The Senate Finance Committee proposed amendment would recognize increases in value after an ATI, capped at 15 percent. The Board of Economic Advisors estimates the revenue loss in a typical year would be $44 million statewide, taking into account all taxing entities for this version as well.
Financial Accountability Act – S. 699. This bill was filed late in the session and is anticipated to be considered early next session. The primary focus of the bill is to require annual financial audits of all political subdivisions.
Counties are currently required to have an annual audit, and it is filed with the state. However, there are questions which arise from one sentence in S. 699 which reads, "The State Treasurer may develop standards for and report on the financial health of political subdivisions to the Governor and General Assembly."
SCAC staff has already met with State Treasurer’s office staff regarding S. 699. If you have specific concerns or questions, please contact Robert Croom via e-mail or by calling 1-800-922-6081 as soon as possible so that those issues can be discussed with the Treasurer’s staff during future meetings.
TRAC and Local Taxes – S. 12. As discussed above, the Tax Realignment Commission will be studying local taxes and is charged with making recommendations to the General Assembly no later than March, 2010. The legislation prohibits registered lobbyists from contacting those appointed to the commission, except in formal presentations at a called meeting. This will require close monitoring.

(Collected data)
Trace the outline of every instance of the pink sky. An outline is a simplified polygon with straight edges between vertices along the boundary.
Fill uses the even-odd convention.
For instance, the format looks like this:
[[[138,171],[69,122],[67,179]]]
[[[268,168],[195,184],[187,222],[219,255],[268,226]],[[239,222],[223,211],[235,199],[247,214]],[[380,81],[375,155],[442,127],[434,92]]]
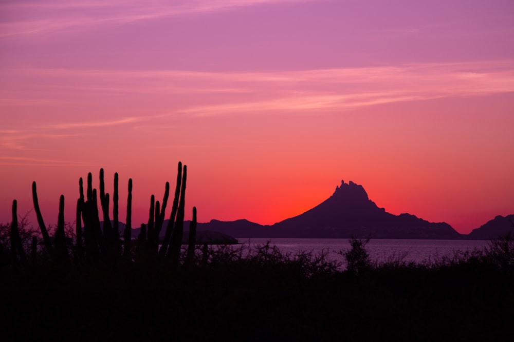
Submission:
[[[513,37],[510,0],[2,2],[0,222],[33,180],[72,222],[104,168],[139,225],[181,161],[200,222],[272,224],[344,179],[467,233],[514,213]]]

PROBLEM STATEMENT -> According to the document text, what is the primary focus of S. 699? The rows come from a separate source, not from the document text.

TASK ANSWER -> Requiring annual financial audits of all political subdivisions.